Reproduce the material below verbatim, from the line containing "Practice. Find the green pond" through the line containing "point(721, 439)", including both of those lines.

(Records contained in a dataset)
..........
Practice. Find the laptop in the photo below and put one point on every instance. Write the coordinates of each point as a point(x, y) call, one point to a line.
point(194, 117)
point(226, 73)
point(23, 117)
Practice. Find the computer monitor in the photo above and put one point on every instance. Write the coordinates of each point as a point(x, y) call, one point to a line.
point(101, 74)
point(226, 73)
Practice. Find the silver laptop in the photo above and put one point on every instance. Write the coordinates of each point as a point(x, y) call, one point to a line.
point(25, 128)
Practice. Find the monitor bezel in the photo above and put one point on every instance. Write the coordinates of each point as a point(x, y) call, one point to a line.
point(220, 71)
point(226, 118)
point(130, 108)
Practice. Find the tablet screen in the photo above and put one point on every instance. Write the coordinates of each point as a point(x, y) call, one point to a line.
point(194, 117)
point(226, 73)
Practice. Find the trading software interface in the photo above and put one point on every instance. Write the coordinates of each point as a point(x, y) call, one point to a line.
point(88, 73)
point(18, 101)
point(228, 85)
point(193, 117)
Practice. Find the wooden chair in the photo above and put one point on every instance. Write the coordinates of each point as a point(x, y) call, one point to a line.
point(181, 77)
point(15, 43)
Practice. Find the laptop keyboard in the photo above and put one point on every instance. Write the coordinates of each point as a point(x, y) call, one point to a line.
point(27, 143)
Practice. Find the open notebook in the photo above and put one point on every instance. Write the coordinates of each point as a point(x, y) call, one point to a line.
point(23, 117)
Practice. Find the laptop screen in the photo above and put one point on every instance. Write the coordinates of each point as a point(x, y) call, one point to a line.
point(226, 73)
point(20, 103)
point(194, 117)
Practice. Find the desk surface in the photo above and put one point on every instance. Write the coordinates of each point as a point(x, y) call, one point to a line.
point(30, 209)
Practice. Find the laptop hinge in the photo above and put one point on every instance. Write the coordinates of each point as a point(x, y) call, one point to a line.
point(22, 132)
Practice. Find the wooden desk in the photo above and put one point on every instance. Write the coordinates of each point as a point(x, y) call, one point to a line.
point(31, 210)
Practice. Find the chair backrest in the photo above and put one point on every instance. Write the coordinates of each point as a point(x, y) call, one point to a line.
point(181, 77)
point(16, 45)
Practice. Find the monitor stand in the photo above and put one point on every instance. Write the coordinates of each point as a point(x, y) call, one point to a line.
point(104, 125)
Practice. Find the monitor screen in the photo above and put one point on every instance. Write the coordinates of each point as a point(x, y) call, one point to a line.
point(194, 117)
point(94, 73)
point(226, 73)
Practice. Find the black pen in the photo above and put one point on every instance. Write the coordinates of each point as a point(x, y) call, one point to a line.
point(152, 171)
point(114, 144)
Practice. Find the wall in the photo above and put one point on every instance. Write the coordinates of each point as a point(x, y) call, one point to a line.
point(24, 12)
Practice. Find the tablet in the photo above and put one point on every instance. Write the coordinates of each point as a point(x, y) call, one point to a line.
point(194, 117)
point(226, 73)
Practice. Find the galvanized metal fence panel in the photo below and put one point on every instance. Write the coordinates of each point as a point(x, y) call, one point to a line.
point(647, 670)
..........
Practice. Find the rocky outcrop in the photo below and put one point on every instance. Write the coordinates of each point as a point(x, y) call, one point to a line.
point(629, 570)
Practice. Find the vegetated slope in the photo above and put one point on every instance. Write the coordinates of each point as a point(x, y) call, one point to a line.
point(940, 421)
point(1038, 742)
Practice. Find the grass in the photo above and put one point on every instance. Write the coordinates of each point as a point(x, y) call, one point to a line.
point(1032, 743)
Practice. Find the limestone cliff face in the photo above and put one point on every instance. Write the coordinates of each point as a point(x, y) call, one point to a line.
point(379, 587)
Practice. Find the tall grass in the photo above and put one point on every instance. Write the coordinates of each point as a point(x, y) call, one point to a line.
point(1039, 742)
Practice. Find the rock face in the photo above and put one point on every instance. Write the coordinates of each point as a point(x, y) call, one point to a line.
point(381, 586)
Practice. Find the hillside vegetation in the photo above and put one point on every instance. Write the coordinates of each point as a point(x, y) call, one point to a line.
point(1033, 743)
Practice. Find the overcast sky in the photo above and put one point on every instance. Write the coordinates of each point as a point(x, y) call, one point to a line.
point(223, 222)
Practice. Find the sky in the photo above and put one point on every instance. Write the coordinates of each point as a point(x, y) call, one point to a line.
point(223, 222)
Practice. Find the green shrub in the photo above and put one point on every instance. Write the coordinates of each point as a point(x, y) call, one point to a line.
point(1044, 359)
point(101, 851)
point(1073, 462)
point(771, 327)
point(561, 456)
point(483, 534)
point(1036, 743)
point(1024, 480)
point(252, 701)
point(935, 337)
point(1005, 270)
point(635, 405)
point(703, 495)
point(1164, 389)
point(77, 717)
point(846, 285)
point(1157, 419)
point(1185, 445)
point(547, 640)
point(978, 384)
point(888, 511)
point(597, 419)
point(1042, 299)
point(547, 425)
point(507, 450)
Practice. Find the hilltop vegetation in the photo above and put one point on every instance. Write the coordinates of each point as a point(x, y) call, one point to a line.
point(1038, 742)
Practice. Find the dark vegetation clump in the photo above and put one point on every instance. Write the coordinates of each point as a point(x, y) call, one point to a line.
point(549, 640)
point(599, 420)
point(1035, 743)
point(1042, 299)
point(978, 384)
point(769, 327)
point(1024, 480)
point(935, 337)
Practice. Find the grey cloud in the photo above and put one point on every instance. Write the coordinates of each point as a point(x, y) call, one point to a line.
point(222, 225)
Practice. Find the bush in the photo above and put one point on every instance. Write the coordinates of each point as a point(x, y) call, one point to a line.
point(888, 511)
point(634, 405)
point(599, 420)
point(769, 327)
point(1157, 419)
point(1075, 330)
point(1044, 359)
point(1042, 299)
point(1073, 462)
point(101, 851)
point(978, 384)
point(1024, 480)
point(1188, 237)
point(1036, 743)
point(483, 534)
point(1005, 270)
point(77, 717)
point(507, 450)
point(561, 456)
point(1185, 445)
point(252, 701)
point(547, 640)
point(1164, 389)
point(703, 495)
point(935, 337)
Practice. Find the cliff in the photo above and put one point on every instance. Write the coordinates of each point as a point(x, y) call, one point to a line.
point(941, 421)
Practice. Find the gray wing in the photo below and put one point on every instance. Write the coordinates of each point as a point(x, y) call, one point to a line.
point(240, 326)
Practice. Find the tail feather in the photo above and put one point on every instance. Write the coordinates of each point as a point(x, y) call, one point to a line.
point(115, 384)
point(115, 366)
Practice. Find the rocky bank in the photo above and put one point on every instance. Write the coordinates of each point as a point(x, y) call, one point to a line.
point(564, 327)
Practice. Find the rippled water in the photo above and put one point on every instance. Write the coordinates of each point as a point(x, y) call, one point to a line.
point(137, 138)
..........
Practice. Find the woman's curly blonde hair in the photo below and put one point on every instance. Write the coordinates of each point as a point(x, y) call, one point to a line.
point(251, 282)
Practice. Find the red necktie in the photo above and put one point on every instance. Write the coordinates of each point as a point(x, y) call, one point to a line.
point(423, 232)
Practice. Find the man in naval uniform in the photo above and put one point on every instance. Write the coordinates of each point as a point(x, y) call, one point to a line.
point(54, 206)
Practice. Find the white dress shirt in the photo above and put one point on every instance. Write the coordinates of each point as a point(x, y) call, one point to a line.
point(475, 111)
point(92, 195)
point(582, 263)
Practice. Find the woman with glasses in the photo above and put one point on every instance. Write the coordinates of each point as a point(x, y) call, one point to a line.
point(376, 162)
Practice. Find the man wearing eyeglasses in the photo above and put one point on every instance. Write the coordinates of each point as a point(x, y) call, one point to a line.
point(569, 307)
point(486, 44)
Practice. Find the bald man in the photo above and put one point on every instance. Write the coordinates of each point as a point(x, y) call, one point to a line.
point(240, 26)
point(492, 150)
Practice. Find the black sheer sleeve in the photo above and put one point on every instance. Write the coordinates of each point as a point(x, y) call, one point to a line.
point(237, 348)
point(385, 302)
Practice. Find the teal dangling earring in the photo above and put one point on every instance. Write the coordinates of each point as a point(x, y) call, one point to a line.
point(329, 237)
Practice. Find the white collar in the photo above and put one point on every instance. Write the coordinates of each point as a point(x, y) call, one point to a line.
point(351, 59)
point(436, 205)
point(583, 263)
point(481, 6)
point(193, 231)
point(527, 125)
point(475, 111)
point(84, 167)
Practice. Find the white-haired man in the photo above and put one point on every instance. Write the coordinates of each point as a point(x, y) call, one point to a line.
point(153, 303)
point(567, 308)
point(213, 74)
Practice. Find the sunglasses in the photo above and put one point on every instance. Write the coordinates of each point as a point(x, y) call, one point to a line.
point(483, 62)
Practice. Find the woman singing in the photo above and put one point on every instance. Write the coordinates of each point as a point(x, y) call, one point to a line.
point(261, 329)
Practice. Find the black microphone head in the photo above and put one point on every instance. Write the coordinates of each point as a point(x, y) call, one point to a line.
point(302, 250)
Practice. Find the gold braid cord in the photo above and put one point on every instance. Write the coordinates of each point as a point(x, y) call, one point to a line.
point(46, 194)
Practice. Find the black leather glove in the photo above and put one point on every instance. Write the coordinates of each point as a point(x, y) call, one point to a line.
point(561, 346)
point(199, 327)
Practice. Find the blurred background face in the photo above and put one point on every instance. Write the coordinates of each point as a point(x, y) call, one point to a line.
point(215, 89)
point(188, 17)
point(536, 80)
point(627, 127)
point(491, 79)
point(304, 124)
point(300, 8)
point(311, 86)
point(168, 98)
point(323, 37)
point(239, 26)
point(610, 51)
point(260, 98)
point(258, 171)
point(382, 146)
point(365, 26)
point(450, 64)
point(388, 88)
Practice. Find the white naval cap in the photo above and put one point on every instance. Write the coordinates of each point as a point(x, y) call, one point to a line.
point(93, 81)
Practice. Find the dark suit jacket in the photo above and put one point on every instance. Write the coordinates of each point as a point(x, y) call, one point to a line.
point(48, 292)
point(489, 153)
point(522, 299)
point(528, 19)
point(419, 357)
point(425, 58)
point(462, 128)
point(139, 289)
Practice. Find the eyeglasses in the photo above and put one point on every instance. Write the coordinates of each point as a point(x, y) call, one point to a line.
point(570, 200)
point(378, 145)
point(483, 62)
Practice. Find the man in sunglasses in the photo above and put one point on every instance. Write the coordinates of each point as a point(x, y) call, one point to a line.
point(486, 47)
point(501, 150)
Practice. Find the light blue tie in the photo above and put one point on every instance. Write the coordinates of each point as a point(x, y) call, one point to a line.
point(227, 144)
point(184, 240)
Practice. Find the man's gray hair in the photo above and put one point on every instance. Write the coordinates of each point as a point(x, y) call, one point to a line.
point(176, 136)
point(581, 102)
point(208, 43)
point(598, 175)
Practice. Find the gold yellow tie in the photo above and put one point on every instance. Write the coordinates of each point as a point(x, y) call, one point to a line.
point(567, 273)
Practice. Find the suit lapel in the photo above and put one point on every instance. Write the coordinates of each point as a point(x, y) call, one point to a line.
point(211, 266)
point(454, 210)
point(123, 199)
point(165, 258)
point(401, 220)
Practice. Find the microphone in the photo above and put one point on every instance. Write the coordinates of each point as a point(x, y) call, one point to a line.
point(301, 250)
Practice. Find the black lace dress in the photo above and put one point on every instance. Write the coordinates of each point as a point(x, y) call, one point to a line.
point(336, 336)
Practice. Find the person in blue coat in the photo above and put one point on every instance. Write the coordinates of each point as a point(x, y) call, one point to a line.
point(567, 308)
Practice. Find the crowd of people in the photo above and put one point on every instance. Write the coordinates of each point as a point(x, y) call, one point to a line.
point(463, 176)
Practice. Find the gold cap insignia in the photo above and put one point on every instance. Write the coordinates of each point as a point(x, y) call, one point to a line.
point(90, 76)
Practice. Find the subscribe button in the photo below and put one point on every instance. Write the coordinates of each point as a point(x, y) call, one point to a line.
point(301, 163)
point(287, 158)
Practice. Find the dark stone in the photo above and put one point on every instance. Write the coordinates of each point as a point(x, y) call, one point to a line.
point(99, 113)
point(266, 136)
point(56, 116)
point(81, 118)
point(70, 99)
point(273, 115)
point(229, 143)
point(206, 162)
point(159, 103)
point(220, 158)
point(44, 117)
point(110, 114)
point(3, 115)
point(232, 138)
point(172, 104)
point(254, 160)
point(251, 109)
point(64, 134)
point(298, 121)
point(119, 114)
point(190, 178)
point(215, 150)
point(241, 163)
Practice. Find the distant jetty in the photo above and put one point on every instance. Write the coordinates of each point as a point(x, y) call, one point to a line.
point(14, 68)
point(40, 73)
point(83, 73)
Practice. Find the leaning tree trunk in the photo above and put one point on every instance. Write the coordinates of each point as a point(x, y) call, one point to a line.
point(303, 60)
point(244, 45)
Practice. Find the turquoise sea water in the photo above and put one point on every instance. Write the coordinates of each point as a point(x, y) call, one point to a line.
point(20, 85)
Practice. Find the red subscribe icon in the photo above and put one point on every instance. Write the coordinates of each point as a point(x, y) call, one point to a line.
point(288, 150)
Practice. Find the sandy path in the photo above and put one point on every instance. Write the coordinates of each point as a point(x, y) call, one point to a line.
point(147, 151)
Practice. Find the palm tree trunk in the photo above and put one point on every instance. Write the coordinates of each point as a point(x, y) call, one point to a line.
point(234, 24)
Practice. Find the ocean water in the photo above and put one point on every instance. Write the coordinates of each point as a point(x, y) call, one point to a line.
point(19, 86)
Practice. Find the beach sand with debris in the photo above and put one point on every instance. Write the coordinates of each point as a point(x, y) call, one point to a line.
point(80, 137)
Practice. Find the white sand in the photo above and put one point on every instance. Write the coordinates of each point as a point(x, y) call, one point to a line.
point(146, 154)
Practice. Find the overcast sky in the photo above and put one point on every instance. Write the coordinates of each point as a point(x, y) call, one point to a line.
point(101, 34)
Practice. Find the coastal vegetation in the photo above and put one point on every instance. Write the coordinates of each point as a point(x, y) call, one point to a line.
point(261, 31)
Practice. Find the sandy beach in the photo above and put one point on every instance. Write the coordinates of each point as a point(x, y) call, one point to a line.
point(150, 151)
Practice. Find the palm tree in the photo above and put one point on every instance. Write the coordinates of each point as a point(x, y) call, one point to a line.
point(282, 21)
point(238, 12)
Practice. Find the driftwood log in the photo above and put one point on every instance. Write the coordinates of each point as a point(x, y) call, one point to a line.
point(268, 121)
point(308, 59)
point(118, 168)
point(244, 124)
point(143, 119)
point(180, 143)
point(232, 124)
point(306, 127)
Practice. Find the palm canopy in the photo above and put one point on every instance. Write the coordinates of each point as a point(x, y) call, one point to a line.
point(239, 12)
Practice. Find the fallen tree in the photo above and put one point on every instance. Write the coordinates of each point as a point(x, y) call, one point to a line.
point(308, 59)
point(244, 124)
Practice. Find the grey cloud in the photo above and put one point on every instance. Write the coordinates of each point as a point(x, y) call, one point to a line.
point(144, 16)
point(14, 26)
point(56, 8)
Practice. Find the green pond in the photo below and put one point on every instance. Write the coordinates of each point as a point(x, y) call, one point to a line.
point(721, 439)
..........
§ **CORRECT RESPONSE**:
Practice. Find the green pond in the photo below and put one point on every instance. Write the coordinates of each point as a point(x, y) call, one point to a line.
point(721, 439)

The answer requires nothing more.